§ **Supplied text**:
Professor Gray was primarily interested in collecting glass specimens of striking color and design. His collection of 995 pieces represents almost every type of glassware and all parts of the world. Outstanding among his collection is a complete set of Westward Ho glassware. Each of the 36 pieces is embellished with unique designs of a deer, a buffalo, a log cabin, and an Indian. Outstanding also is his collection of Lacy Sandwich glass. The entire collection is a worthy monument to the zeal and scholarly efforts, which characterized his life.

As a teacher, Professor Gray's qualities were closely bound up with his kindly nature as neighbor and citizen. Those who knew him associated him with the home he built in simple colonial style on West Avenue. Here, he grew the native shrubs and flowers collected on his tours and fishing trips over Texas. And here, he and Mrs. Gray entertained successive generations of students and faculty on their extensive well-lighted lawns. With his interest in pioneer life in the West and the Colonial East he toured historical scenes watching with an expert's eye for objects of interest. This was no mere collector's craze, but was born of sympathetic knowledge of the arts by which folks of earlier times sought to enrich their lives and satisfy their love of beauty. The genial man of quiet humor thus extended his personality beyond neighborhood sociability to a patriotism and humanity deeply rooted in the understanding of people and their works of homely art.

§ **Tasks to complete**:
1. In the passage about Professor Gray, on what street did he build his home?
2. What designs embellish each piece of the Westward Ho glassware in the passage about Professor Gray?

§ **Given data**:
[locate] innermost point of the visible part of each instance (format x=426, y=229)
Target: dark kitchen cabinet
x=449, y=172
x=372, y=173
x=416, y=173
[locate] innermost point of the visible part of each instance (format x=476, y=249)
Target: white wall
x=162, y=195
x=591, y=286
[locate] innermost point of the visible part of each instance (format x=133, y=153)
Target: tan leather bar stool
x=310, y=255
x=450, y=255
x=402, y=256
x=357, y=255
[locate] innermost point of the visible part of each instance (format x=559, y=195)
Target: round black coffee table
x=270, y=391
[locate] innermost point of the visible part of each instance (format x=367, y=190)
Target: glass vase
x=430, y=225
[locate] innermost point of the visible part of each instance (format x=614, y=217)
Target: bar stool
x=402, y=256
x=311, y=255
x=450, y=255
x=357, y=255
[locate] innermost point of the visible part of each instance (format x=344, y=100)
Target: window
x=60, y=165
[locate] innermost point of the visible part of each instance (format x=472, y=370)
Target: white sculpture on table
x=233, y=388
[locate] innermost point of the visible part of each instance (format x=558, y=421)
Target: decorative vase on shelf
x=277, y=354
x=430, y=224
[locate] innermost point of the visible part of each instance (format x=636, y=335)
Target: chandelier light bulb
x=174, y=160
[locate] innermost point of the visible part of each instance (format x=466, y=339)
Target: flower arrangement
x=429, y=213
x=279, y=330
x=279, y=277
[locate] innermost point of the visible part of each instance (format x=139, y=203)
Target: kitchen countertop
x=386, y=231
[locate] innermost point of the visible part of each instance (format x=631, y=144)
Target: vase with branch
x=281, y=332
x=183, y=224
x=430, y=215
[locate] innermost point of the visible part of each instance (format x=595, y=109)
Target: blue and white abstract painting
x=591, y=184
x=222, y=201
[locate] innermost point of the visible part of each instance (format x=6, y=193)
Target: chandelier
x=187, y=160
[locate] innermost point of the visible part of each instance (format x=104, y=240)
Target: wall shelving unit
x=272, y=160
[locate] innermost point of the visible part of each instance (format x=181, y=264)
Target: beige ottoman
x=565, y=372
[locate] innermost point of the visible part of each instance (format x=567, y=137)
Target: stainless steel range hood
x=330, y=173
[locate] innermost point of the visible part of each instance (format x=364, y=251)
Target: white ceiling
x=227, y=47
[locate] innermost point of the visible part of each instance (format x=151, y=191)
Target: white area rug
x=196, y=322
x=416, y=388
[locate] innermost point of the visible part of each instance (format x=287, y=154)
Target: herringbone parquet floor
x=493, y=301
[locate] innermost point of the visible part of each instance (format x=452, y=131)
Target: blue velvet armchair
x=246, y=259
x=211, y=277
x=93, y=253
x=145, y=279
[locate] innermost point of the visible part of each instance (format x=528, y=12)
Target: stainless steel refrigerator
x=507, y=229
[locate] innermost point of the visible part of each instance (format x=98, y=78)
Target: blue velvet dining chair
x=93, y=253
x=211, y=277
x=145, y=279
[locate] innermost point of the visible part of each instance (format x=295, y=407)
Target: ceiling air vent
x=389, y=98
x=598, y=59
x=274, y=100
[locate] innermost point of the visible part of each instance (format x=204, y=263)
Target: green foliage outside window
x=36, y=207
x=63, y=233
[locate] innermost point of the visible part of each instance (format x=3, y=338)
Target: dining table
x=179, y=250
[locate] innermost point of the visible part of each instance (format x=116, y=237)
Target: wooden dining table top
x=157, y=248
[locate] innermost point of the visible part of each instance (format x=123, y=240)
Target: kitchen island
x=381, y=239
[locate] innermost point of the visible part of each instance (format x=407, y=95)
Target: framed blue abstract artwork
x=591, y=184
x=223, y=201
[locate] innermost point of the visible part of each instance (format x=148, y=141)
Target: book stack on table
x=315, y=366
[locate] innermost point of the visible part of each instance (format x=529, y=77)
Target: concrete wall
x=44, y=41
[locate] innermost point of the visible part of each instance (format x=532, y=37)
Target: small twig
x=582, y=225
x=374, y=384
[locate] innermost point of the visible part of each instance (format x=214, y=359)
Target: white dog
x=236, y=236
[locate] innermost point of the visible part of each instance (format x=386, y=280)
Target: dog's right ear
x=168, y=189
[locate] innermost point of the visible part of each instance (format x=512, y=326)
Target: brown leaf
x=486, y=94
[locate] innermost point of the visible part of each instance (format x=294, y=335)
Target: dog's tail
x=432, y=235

§ **Results for the exercise**:
1. West Avenue

2. A deer, a buffalo, a log cabin, and an Indian